Quote the lines of the listing exactly, from the line holding "branch with a point." through the end of the listing, inclusive.

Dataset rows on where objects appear
------------------------------
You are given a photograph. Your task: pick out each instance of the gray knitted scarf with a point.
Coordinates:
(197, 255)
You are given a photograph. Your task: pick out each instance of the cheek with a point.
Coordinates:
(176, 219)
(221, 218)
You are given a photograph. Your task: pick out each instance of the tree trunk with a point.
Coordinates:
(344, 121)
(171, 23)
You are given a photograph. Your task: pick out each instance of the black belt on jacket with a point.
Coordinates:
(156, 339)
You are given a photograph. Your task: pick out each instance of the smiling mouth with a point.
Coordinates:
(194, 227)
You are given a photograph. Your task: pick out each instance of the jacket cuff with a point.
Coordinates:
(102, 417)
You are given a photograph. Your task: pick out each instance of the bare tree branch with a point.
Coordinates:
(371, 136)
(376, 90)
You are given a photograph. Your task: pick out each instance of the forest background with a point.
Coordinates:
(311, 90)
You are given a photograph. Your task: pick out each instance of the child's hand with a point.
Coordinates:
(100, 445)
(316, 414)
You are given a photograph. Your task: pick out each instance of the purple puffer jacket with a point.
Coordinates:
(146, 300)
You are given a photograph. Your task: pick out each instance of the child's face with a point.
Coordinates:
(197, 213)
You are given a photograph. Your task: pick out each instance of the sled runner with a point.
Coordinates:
------------------------------
◆ **THE ANSWER**
You are given a photograph. Your task: pick out each instance of the bare tree branch with a point.
Coordinates:
(371, 136)
(376, 90)
You are given a photograph. Your task: pick out each instance of the forest background with a point.
Coordinates:
(311, 90)
You are given a photograph. Your task: pick out each instance of the child's hand with a point.
Coordinates:
(100, 445)
(316, 414)
You are given a photograph. Your task: pick out each instance of the purple puffer jacket with a point.
Coordinates:
(146, 300)
You are given a photograph. Your task: pick out each instance of the child's face with a point.
Coordinates:
(197, 213)
You are given a photograph. Your task: pick out each instance of the sled runner with a point.
Coordinates:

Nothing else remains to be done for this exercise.